Перепишите слово в слово часть отрывка о родителях и детях ниже: начните со слов, где есть «Да, девять лет», и остановитесь после «в мое развитие.».

◆ **Отрывок**
◇ ◇ ◇ ◇

Да, девять лет всего, как бы всё кажется естественным: а, пригласили, а, поехали, всё. А сейчас, спустя годы, особенно когда сам становишься родителем, вообще, я заметил, что по-другому воспринимаешь, вот. Я раньше на своих родителей мог или обижаться, или что-то еще. А сейчас я те моменты анализирую, как они себя вели со мной — в хорошем смысле, как они со мной общались, о чем мы разговаривали, что мы делали вместе, и я это пропускаю сквозь призму того, а буду ли я со своими детьми так же делать, столько же времени на них тратить, как мои родители на меня тратили. И готов ли я вообще полностью посвятить себя своим детям. И я в принципе понимаю, что родители, действительно, огромный вклад внесли в мое развитие.

Вы могли бы переехать ради детей в другой город в такой ситуации?

Вот не уверен. Я не буду обманывать. Ну, наверное, да. Но это решение — оно бы потребовало такого мужества, да. Потому что даже просто вот мы ездим на хоккей, даже просто их переодеть. У нас мама, моя супруга, Галия, она герой, она готова ездить с детьми и их переодевать по полчаса, и с ними проводить время — стоять рядом и наблюдать, как они тренируются, занимаются. И мы видим, действительно, что хоккей им идет очень сильно на пользу в физическом плане. Но если бы не мужество и героизм мамы … Я просто не могу, потому что у меня не хватит ни времени, ни сил. Потому что всё время…

Ни терпения.

◇ ◇ ◇ ◇

◆ **Исходные данные**
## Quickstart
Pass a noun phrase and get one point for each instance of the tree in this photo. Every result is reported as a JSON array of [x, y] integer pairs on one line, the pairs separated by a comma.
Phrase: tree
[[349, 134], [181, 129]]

◇ ◇ ◇ ◇

◆ **Что получилось**
Да, девять лет всего, как бы всё кажется естественным: а, пригласили, а, поехали, всё. А сейчас, спустя годы, особенно когда сам становишься родителем, вообще, я заметил, что по-другому воспринимаешь, вот. Я раньше на своих родителей мог или обижаться, или что-то еще. А сейчас я те моменты анализирую, как они себя вели со мной — в хорошем смысле, как они со мной общались, о чем мы разговаривали, что мы делали вместе, и я это пропускаю сквозь призму того, а буду ли я со своими детьми так же делать, столько же времени на них тратить, как мои родители на меня тратили. И готов ли я вообще полностью посвятить себя своим детям. И я в принципе понимаю, что родители, действительно, огромный вклад внесли в мое развитие.